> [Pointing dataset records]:
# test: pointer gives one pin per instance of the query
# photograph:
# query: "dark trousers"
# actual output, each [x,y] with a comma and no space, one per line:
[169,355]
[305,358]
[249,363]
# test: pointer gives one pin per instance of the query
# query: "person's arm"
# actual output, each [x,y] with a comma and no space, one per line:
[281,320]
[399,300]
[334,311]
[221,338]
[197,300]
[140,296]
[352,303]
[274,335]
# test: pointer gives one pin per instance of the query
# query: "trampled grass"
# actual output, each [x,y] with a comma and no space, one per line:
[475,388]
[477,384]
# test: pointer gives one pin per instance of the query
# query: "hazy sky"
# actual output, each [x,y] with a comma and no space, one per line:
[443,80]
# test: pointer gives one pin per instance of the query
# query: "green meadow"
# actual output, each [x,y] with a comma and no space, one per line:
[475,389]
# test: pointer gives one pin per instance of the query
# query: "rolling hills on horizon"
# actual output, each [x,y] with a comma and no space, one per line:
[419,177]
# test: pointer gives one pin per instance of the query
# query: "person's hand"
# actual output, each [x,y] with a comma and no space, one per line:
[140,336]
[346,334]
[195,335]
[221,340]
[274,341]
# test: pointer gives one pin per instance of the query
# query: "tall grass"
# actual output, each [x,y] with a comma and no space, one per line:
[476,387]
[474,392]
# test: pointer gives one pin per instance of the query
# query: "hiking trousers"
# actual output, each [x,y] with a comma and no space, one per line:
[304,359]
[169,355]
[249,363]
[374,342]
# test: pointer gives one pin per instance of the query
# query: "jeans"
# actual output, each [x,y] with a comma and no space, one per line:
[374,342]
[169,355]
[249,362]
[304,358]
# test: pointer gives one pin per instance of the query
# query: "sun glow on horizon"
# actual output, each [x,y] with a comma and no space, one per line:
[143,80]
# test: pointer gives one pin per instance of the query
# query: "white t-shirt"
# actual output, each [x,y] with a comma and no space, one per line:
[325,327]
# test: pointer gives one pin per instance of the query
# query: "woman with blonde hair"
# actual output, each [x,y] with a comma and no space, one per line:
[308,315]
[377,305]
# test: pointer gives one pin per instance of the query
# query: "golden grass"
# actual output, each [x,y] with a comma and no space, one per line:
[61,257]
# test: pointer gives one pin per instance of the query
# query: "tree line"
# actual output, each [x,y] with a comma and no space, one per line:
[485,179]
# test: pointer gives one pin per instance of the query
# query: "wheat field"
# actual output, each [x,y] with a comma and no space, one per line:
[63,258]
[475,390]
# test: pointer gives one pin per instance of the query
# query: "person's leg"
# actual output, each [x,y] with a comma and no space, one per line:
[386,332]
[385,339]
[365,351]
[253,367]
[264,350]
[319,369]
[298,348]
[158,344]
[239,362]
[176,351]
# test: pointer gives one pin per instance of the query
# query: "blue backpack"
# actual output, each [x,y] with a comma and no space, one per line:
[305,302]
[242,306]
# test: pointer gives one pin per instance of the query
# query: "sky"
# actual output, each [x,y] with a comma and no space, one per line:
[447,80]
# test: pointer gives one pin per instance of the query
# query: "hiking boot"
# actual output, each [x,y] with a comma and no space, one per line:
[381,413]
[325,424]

> [Brief]: Extract every line above exactly as it stands.

> [Task result]:
# test: pointer gives one pin per instance of the query
# photograph:
# query: "dark trousers"
# actual output, each [x,y] with a comma and no space, one per line:
[169,355]
[305,358]
[249,363]
# test: pointer gives one pin per instance of the query
# query: "person's arm"
# actual output, each [x,y] with a comma and no space, one per line:
[281,320]
[399,300]
[334,311]
[221,338]
[197,300]
[140,296]
[352,303]
[274,335]
# test: pointer gives one pin per instance of the query
# query: "trampled grass"
# actual output, each [x,y] with a comma and no space, one per line:
[475,388]
[477,384]
# test: pointer gives one pin per instance of the query
# query: "hazy sky"
# actual output, each [x,y] with a comma and no space, one per line:
[443,80]
# test: pointer gives one pin per instance of the query
# query: "green meadow"
# actual output, each [x,y] with a comma and no space, one per line:
[475,389]
# test: pointer gives one pin per instance of the query
# query: "rolling hills on horizon"
# actual output, each [x,y] with a comma and no space, one per line:
[419,177]
# test: pointer gives one pin per instance of the query
# query: "person's hand"
# actual output, each [x,y] with a comma and no space, one per line:
[140,336]
[346,334]
[195,335]
[221,340]
[274,341]
# test: pointer gives one pin per instance of the query
# query: "tall grass"
# actual output, each [x,y] with a comma and no space, one per line:
[476,387]
[474,392]
# test: pointer gives one pin per instance of the query
# query: "hiking trousers"
# actual output, each [x,y] with a comma and no space, one per line:
[304,359]
[169,355]
[249,363]
[374,342]
# test: pointer gives one pin per instance of the query
# query: "jeans"
# actual output, each [x,y] with a comma and no space, one per line:
[374,342]
[169,355]
[249,362]
[304,358]
# test: pointer gives one pin per instance of the query
# query: "sun glow on horizon"
# actual output, each [x,y] with a comma and no space, one per line:
[143,80]
# test: pointer gives one pin per instance of the query
# query: "white t-shirt"
# actual output, each [x,y] with a comma and no space, one per line:
[325,327]
# test: pointer gives one pin per instance of the query
# query: "woman with blonde hair"
# actual output, each [x,y] with a comma and no space, one per line:
[308,315]
[377,305]
# test: pointer gives one pin per instance of the query
# query: "golden grass"
# actual output, each [x,y] with a comma and no space, one per line:
[61,257]
# test: pointer gives one pin per instance of the query
# query: "tree line"
# actual output, each [x,y] with a comma and no space, one per line:
[485,179]
# test: pointer gives one pin per instance of the query
# query: "wheat field"
# actual output, each [x,y] with a comma and no space, one per line:
[63,258]
[475,390]
# test: pointer gives one pin per instance of the query
# query: "person's leg"
# actual output, each [x,y] with a comma and no space, one per line:
[386,332]
[385,339]
[365,351]
[253,367]
[264,350]
[319,369]
[298,348]
[158,344]
[239,362]
[176,351]
# test: pointer gives one pin per instance of the query
# query: "blue backpack"
# actual output, each [x,y] with a comma and no space, one per line:
[305,302]
[242,306]
# test: pointer gives one pin per instance of the query
# query: "sky"
# actual output, each [x,y] with a comma and no space, one per line:
[447,80]
# test: pointer gives one pin per instance of the query
# query: "hiking boot"
# actual output, each [x,y] with a comma and no space, one per line:
[381,413]
[325,424]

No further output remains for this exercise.